• [ASSIGNMENT]:
When you repeat the listing below, keep every word exactly and leave out each picture.

>>>>>

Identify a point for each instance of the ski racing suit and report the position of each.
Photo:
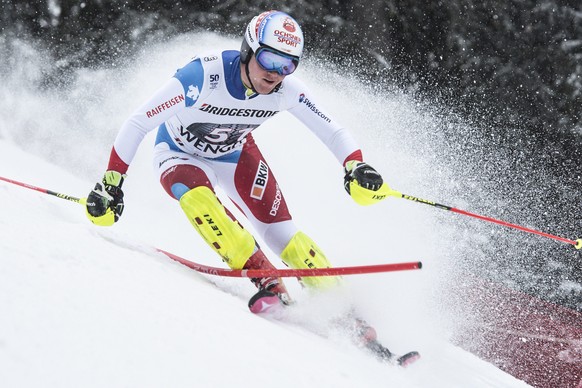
(204, 117)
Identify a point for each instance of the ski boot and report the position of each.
(272, 294)
(366, 336)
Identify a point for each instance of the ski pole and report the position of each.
(577, 243)
(45, 191)
(334, 271)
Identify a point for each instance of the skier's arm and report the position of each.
(105, 202)
(364, 184)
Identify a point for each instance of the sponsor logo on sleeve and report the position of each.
(166, 105)
(260, 181)
(193, 92)
(312, 107)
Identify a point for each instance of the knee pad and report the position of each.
(225, 236)
(301, 252)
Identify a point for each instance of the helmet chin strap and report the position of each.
(276, 88)
(249, 78)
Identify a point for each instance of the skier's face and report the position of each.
(263, 81)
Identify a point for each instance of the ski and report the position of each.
(261, 273)
(385, 355)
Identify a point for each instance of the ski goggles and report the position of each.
(271, 60)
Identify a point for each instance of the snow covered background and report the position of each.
(96, 307)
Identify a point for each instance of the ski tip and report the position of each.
(408, 359)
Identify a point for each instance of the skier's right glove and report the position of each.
(105, 202)
(364, 184)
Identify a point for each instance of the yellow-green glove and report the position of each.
(105, 202)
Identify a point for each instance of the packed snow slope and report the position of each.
(83, 306)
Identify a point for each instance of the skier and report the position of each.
(205, 115)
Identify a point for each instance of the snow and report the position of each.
(98, 307)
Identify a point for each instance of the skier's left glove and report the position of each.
(364, 184)
(105, 202)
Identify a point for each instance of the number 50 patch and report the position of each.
(260, 181)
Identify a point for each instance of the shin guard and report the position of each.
(302, 252)
(224, 235)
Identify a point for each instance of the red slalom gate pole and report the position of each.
(286, 273)
(576, 243)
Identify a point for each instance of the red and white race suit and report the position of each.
(205, 116)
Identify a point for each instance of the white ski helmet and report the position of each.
(276, 30)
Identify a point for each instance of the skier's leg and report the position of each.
(187, 180)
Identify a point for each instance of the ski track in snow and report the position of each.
(83, 306)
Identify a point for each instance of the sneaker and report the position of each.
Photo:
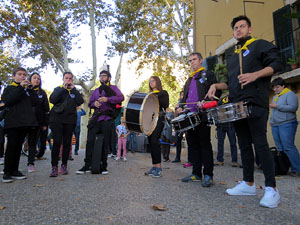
(271, 198)
(104, 172)
(54, 171)
(219, 163)
(63, 170)
(18, 175)
(234, 164)
(207, 181)
(84, 169)
(192, 177)
(242, 188)
(157, 172)
(150, 172)
(7, 178)
(176, 160)
(31, 168)
(187, 165)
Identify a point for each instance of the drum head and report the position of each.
(149, 114)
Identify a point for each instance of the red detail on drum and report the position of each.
(209, 105)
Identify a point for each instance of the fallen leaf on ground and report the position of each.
(159, 207)
(38, 185)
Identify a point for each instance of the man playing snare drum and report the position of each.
(251, 83)
(198, 138)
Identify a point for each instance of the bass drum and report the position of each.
(141, 113)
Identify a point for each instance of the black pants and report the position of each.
(200, 145)
(42, 142)
(254, 131)
(32, 141)
(62, 133)
(15, 139)
(179, 136)
(2, 141)
(154, 141)
(102, 127)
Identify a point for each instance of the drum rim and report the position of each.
(141, 113)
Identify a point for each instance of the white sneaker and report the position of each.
(271, 198)
(31, 169)
(242, 188)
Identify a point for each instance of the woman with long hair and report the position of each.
(163, 97)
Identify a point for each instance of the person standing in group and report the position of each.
(19, 100)
(80, 112)
(42, 115)
(103, 101)
(122, 137)
(198, 139)
(284, 122)
(166, 135)
(260, 60)
(62, 121)
(163, 98)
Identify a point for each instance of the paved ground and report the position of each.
(126, 196)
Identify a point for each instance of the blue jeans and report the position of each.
(221, 134)
(284, 138)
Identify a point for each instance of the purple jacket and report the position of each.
(117, 99)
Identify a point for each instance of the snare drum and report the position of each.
(228, 113)
(186, 121)
(141, 112)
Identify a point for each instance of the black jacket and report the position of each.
(69, 114)
(42, 109)
(260, 54)
(19, 103)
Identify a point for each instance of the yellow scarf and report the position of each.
(193, 73)
(238, 50)
(284, 91)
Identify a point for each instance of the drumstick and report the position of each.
(241, 62)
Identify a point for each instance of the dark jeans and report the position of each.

<<<<<

• [RESPONSE]:
Identify a point for each instance of the ski racing suit and report the position of each.
Photo:
(204, 117)
Identify a point for each instance of the ski boot and report the position of each.
(272, 294)
(366, 336)
Identify a point for each instance of the ski pole and report the position of each.
(577, 243)
(45, 191)
(334, 271)
Identify a point for each instance of the skier's arm and report the position of each.
(105, 202)
(364, 184)
Identify a point for each instance of the sponsor logo on sleeve and report the position of each.
(166, 105)
(260, 181)
(193, 92)
(312, 107)
Identify a point for each instance of the knee pad and report the position of each.
(225, 236)
(301, 252)
Identify a point for each instance of the helmet chin strap and report the position of each.
(276, 88)
(249, 78)
Identify a point for each instance of the skier's face and report the position of each.
(263, 81)
Identify a point for each instance of the ski and report the position of each.
(261, 273)
(385, 355)
Identify a point for each instance of the ski goggles and report the position of each.
(271, 60)
Identify a point for each instance of the snow covered background and report the position of each.
(96, 307)
Identify a point for each instance of the ski tip and report the position of each.
(408, 359)
Identify a point for each instance of the skier's right glove and report the position of each.
(105, 202)
(364, 184)
Identify a point for each instance of the yellow-green glove and report the position of each.
(105, 202)
Identify a point for each instance of the packed snow slope and report the position of each.
(83, 306)
Identify a point for each instance of the skier and report the position of each.
(205, 115)
Identify a point for each instance of the snow and report the position of each.
(98, 307)
Identify a point for each instance of the skier's left glove and report the position of each.
(364, 184)
(105, 202)
Identify a point for each instance of the number 50 patch and report the position of each.
(260, 181)
Identify a point for each instance of the shin guard and report the position of each.
(302, 252)
(224, 235)
Identify a point for each instance of the red slalom gate pole and report the position of each.
(286, 273)
(576, 243)
Identify a point for each instance of the red and white race suit and report the position of each.
(205, 116)
Identify a point for each instance of the white ski helmet and report the position of each.
(276, 30)
Identify a point for each instance of the skier's leg and report the position of each.
(187, 180)
Identify a point for each instance of the ski track in snow and report the position of each.
(83, 306)
Identify a point for each instance of the sneaker and report the position of each.
Photo:
(271, 198)
(104, 172)
(54, 171)
(219, 163)
(63, 170)
(18, 175)
(234, 164)
(207, 181)
(84, 169)
(192, 177)
(242, 188)
(157, 172)
(150, 172)
(7, 178)
(176, 160)
(31, 168)
(187, 165)
Identify a point for each instance of the drum head and report the position of each.
(149, 114)
Identify a point for each instance of the red detail on drum and report the position of each.
(209, 105)
Identify a point for each instance of the fallen leaf on ground and report the position of each.
(159, 207)
(38, 185)
Identify a point for each instance of the man playing snare drum and report the position of each.
(251, 83)
(198, 138)
Identify a point for each instance of the bass drum and report the position of each.
(141, 113)
Identify a point for each instance of the black pants and report the position of each.
(200, 145)
(42, 142)
(254, 131)
(32, 141)
(62, 133)
(15, 139)
(179, 136)
(2, 141)
(154, 141)
(102, 127)
Identify a point for each instance of the drum rim and report the position of each.
(141, 113)
Identify a point for each instance of the white sneaker and report the position of each.
(271, 198)
(31, 169)
(242, 188)
Identify a point for each instance of the woman with long hair and report the position of each.
(163, 97)
Identify a point for each instance of the person standing in group and report the position of each.
(19, 100)
(80, 112)
(42, 115)
(103, 101)
(122, 137)
(198, 139)
(284, 122)
(166, 135)
(260, 60)
(62, 121)
(163, 98)
Identify a point for each instance of the paved ground and report the position of each.
(126, 196)
Identify a point for each instance of the blue jeans and report the position of each.
(221, 134)
(284, 138)
Identify a point for each instance of the purple jacket and report the position of each.
(117, 99)
Identify a point for each instance of the snare drum and report the position of each.
(228, 113)
(186, 121)
(141, 112)
Identify a point for each instance of the black jacket and report the position of each.
(69, 114)
(42, 109)
(260, 54)
(19, 103)
Identify a point for each instance of the yellow scarf and report the position of each.
(193, 73)
(238, 50)
(284, 91)
Identify a point for each instance of the drumstick and report the position of each.
(241, 62)
Identify a point for each instance of the dark jeans and report the position of each.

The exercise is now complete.